What you are asked to do: Reproduce every row below word for word, omitting the pictures.

━━━━━━━━

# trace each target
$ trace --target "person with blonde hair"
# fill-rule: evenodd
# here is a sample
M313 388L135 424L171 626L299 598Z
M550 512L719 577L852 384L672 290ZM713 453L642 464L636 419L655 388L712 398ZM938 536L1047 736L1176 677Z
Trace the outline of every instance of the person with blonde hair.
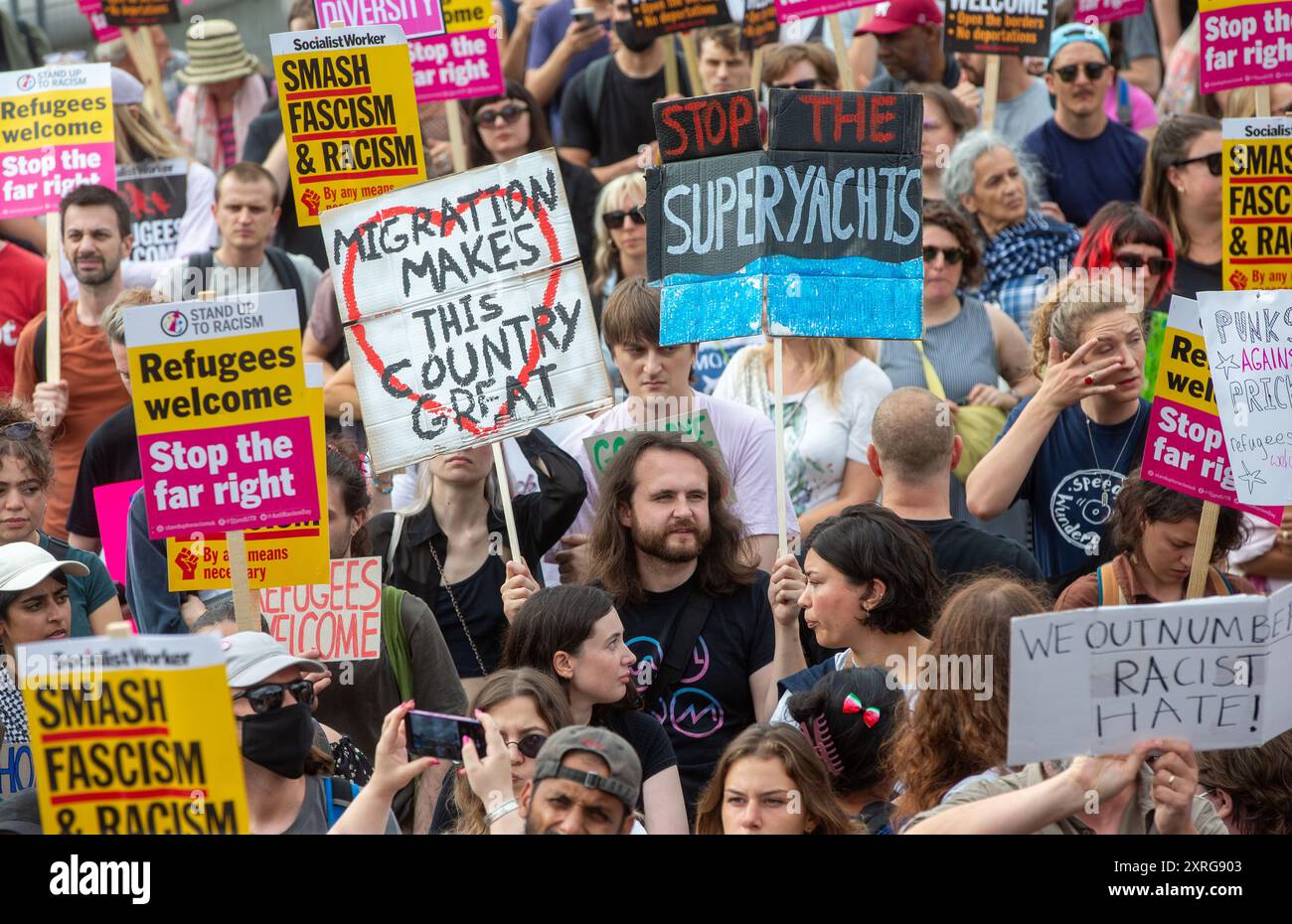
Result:
M1106 557L1109 517L1143 451L1145 313L1098 273L1074 274L1032 318L1032 361L1040 390L1009 414L965 494L985 520L1032 503L1036 561L1058 593Z
M160 167L155 163L159 160L187 162L182 180L182 217L173 246L165 248L168 252L160 258L156 255L146 257L147 243L136 240L130 258L121 264L123 284L151 286L171 260L205 253L220 246L220 230L211 211L216 174L190 158L178 138L143 107L143 84L116 67L112 68L112 123L116 128L116 184L130 207L136 227L158 203L136 185L134 176Z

━━━━━━━━

Exercise output:
# trace each target
$ trace --target "person with blonde hair"
# fill-rule: evenodd
# here is a sample
M313 388L135 424L171 626L299 598Z
M550 512L719 577L852 384L672 290ZM713 453L642 464L636 419L655 388L712 398ZM938 536L1047 736L1176 677Z
Trace the outline of every instance of the person with blonde hair.
Result:
M1106 557L1109 517L1143 451L1145 313L1098 273L1074 274L1032 318L1032 361L1040 390L1009 414L965 494L985 520L1032 503L1036 561L1058 593Z
M160 167L155 163L159 160L187 162L182 180L182 217L173 246L165 248L168 252L160 258L156 255L146 257L147 243L136 240L130 258L121 264L123 284L151 286L171 260L205 253L220 246L220 230L211 211L216 174L190 158L178 138L143 107L143 84L116 67L112 68L112 123L116 128L116 184L130 207L136 227L158 203L136 185L134 176Z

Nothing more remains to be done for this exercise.